* begin PAGE TEXT *
The Defendant: Yes, ma'am.
The Court: Do you understand that those guidelines are no longer mandatory but are advisory only?
The Defendant: Yes, ma'am.
The Court: Nevertheless, I am still obliged to consider those Sentencing Guidelines when I determine what your sentence is. Do you understand that?
The Defendant: Yes, ma'am.
The Court: And because I have to consider the guidelines, I cannot tell you what your sentence will be today. Do you understand that?
The Defendant: Yes, ma'am.
The Court: I will order that a probation officer prepare — or investigate your case and then prepare a presentence report that will assist me in sentencing. Do you understand that?
The Defendant: Yes, ma'am.
The Court: And once that presentence report has been prepared, you and Mr. Sillas will get a copy of that report. Mr. Hanes will also get a copy. And each of you will be given an opportunity to make any objections to that report. Do you understand that?
The Defendant: Yes, ma'am.
The Court And we will then have a sentencing hearing. And at that hearing, I will rule on any objections that may be made to the presentence report. I will also rule on any motions that may be made, recommendations that may be made, or any other matters that may come to my attention that may have an impact on the sentence that you receive. Do you understand that?
The Defendant: Yes, ma'am.
The Court: And at the conclusion of that sentencing hearing, I will be then in a position to determine what your sentence is and I will pronounce sentence. Do you understand that that's how the process works?
* end PAGE TEXT *
* begin STORED ROWS *
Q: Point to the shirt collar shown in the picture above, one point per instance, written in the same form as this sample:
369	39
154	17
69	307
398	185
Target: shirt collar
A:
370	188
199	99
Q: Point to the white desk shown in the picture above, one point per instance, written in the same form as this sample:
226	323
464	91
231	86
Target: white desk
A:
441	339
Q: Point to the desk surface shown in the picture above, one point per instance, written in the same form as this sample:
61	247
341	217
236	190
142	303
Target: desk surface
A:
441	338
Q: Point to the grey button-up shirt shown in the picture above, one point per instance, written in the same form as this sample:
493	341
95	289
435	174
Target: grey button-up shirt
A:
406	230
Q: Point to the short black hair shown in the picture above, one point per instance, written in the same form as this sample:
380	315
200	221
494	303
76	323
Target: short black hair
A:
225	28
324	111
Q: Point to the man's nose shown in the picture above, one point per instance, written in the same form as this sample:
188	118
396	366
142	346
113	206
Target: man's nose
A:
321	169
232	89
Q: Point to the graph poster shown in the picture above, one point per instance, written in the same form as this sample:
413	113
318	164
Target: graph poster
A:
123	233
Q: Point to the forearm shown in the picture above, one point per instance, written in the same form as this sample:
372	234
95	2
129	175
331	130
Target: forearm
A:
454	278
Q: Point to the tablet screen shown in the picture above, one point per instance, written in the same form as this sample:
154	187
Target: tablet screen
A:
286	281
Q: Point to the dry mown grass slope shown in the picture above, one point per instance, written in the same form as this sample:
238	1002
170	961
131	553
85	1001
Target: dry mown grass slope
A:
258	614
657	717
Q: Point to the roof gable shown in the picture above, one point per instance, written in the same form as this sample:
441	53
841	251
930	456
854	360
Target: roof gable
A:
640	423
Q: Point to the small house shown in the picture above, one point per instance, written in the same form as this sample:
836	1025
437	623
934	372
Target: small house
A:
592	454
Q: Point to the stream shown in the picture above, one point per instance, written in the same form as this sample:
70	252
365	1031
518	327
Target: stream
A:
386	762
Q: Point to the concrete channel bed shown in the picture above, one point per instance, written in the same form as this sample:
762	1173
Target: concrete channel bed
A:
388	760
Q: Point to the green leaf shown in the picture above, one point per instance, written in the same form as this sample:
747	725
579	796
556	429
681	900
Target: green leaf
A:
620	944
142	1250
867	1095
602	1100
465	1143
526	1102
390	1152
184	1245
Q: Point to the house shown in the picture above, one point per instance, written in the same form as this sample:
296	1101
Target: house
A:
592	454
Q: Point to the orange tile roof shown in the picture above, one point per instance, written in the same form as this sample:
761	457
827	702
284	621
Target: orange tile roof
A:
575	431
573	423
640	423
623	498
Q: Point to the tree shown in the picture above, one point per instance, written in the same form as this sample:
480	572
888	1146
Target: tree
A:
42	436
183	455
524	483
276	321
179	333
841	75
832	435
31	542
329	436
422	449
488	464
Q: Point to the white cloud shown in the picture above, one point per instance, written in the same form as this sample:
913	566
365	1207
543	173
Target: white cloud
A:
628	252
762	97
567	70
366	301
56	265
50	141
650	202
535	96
* end STORED ROWS *
* begin STORED ROWS *
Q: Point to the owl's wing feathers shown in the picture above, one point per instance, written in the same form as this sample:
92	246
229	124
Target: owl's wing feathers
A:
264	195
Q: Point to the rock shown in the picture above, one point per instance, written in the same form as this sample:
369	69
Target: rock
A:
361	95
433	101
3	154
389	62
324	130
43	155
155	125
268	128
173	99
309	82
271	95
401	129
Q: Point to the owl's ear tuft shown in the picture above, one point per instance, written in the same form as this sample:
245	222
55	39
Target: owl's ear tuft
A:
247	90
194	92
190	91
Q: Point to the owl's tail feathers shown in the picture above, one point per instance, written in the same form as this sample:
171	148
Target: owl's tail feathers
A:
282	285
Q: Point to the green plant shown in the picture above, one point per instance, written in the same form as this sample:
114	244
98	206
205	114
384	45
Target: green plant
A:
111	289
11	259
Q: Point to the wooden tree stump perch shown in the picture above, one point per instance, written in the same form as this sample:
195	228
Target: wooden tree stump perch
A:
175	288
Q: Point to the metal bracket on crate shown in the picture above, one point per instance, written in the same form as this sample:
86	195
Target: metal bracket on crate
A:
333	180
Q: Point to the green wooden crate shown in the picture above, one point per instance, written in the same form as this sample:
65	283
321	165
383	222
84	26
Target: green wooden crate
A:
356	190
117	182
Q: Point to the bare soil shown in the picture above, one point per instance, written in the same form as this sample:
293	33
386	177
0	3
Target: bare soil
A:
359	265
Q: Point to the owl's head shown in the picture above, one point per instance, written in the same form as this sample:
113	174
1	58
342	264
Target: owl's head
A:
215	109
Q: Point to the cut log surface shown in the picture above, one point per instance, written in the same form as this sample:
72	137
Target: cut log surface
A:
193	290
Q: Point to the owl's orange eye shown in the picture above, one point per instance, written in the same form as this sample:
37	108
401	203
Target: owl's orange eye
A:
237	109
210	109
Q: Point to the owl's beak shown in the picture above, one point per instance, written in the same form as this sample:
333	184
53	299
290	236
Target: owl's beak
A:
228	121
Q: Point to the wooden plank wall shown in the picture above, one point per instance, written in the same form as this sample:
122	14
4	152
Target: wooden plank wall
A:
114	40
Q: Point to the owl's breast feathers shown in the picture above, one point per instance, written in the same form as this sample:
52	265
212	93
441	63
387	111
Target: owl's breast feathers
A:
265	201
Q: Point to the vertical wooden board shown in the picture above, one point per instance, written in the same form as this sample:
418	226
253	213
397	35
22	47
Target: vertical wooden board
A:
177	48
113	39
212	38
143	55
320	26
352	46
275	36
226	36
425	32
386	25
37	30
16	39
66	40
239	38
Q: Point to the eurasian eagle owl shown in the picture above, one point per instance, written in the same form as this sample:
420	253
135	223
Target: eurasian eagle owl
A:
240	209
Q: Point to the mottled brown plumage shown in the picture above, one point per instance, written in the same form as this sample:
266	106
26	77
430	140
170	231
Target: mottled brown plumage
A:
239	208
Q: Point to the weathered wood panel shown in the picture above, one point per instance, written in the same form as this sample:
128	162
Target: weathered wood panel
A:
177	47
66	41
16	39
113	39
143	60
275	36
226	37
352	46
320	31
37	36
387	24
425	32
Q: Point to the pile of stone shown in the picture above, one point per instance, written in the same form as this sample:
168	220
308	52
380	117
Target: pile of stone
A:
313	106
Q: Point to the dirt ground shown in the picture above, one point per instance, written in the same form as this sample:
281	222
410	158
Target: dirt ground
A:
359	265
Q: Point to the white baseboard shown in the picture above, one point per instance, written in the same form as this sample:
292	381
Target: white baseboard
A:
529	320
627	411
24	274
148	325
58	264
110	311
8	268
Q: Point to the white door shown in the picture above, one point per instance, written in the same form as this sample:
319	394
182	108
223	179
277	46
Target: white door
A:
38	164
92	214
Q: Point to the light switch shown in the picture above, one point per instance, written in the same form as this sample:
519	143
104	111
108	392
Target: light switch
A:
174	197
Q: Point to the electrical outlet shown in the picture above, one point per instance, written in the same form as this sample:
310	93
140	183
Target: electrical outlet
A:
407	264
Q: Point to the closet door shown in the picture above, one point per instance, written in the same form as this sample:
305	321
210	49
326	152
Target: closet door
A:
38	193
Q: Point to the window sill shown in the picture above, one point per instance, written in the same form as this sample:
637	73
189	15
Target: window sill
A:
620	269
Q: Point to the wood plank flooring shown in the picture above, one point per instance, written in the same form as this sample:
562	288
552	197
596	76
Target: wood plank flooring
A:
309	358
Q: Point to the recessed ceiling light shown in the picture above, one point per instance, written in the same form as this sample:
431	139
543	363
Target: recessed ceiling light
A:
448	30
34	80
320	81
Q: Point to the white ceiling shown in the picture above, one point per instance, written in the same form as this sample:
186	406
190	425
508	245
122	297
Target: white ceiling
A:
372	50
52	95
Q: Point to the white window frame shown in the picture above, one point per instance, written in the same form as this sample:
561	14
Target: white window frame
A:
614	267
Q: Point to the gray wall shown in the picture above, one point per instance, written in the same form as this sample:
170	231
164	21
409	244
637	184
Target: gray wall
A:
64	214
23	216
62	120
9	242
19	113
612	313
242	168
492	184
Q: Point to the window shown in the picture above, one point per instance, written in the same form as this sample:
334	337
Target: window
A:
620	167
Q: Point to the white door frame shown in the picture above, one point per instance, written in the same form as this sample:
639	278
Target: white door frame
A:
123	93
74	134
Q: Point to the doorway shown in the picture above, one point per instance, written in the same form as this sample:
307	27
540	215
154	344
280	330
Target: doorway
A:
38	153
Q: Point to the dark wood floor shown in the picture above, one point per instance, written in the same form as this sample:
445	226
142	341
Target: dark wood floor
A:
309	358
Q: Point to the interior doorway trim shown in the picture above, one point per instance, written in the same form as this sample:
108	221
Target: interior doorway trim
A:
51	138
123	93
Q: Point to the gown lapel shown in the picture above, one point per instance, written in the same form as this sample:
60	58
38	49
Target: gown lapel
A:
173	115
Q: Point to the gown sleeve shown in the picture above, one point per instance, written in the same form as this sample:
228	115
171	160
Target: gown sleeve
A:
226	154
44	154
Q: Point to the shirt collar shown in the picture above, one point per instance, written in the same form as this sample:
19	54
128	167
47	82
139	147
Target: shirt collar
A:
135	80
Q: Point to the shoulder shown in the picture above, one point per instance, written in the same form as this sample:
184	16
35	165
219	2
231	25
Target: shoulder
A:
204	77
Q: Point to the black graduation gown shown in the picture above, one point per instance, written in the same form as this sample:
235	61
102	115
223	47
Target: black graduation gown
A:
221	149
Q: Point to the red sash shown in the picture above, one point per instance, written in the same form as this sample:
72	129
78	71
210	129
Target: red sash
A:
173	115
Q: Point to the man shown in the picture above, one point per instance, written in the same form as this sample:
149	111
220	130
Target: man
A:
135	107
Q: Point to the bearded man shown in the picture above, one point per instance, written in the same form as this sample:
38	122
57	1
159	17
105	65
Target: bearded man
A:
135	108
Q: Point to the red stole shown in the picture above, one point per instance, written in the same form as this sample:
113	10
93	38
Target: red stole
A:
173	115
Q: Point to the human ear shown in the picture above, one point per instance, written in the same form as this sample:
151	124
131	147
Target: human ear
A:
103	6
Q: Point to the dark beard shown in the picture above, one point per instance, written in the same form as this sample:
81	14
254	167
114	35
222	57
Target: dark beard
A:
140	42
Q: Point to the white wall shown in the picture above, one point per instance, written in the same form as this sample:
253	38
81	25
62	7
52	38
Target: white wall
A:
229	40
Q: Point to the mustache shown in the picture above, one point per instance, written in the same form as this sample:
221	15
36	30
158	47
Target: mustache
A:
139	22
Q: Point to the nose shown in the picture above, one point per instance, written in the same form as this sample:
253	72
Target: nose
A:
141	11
* end STORED ROWS *
__EXERCISE SET__
(A) In the sentencing transcript, who does the court say will receive a copy of the presentence report?
(B) Pick up the sentencing transcript after its final line and continue it.
The records were drawn from a separate source and have no connection to the sentencing transcript.

__RESPONSES TO THE TASKS__
(A) The defendant, Mr. Sillas, and Mr. Hanes.

(B)
The Defendant: No.
The Court: You don't understand that?
The Defendant: Oh, yes.
The Court: Okay. When I pronounce sentence, it could be that the sentence I give you is more severe than the one that you and Mr. Sillas may have estimated you might get when you were talking about how the guidelines might apply in your case? Do you understand that?
The Defendant: Yes, ma'am.
The Court: And if that should happen, if I give you a sentence that's more severe than the one you're expecting to get, you will not be given an opportunity to withdraw your plea of guilty. Do you understand that?
The Defendant: Yes, ma'am.
The Court: All right. Now, I must also point out to you that because of the nature of the crime that you are pleading guilty to, a concept known as "mandatory minimum" comes into play. And by that is meant that the Congress of the United States has passed a law that in certain kinds of cases, which includes your kind of case, no matter what your guideline sentence might work out to be, I would still be obliged to give you a sentence of at least ten years in prison. Do you understand that? Yes?
The Defendant: Yes.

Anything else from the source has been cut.